- _Task to carry out_
Everything from the line containing "Objective — set a marker on each instance of the dark" through the final line of the records must be transcribed verbatim; nothing else belongs in the result.

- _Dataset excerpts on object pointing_
**********

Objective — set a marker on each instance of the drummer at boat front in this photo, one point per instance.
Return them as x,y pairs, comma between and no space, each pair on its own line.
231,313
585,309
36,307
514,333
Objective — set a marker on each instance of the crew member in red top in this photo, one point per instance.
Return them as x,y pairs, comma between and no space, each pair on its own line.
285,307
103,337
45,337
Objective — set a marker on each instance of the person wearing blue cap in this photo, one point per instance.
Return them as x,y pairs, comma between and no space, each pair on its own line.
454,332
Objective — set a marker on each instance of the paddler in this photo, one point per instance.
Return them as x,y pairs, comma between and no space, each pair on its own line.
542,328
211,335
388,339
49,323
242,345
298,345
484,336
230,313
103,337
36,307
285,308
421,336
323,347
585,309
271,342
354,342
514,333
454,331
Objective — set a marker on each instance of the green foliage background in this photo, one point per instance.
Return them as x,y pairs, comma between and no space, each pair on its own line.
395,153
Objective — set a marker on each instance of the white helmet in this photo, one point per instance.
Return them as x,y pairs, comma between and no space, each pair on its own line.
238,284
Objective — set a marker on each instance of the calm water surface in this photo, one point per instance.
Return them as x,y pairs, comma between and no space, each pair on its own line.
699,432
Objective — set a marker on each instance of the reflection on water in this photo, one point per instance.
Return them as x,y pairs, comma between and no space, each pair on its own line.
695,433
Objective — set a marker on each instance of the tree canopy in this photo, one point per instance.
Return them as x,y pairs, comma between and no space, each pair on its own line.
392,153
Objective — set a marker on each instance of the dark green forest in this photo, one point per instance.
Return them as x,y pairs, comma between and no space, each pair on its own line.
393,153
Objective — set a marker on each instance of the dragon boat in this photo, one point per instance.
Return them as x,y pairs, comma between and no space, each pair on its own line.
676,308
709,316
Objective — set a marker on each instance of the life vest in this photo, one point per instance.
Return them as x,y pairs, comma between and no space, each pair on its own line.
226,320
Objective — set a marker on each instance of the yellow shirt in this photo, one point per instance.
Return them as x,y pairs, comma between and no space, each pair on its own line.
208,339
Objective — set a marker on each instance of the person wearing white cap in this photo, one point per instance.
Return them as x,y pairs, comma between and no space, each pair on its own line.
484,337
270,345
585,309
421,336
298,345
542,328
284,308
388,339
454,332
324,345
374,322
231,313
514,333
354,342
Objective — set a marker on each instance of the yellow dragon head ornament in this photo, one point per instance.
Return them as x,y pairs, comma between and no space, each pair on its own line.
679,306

**********

- _Solution for this task_
Objective — set a marker on each instance of the dark green forest in this photo, one point per instance.
Return them as x,y pairs, comma between and no space, each pair on its own line.
393,153
Objective — set a marker on each instance of the dragon boat in this photo, one point per instance.
Return them as x,y pairs, comma between and no space, each pair on its own line.
676,308
709,316
Objective — set a marker on each instance of the life vest in this photo, one point per instance.
Return them as x,y pairs, comma between and no space, each pair on its own line.
226,320
Objective — set a marker on each instance of the yellow shirt in this photo, one point per instance.
Return them as x,y pairs, comma between and no space, each pair on its own line.
208,339
Objective — set a marker on each instance of the person wearing white cap in this photo, one point per instance.
Return them as x,y pairs, comma between and no space, each pair on its own line.
484,337
270,345
585,309
421,336
298,345
542,328
284,308
388,339
454,332
324,345
374,322
231,313
514,333
354,342
Objective — set a marker on each instance of the yellow dragon head ornament in this photo, one point per instance.
Return them as x,y pairs, comma between and no space, each pair on its own line.
679,306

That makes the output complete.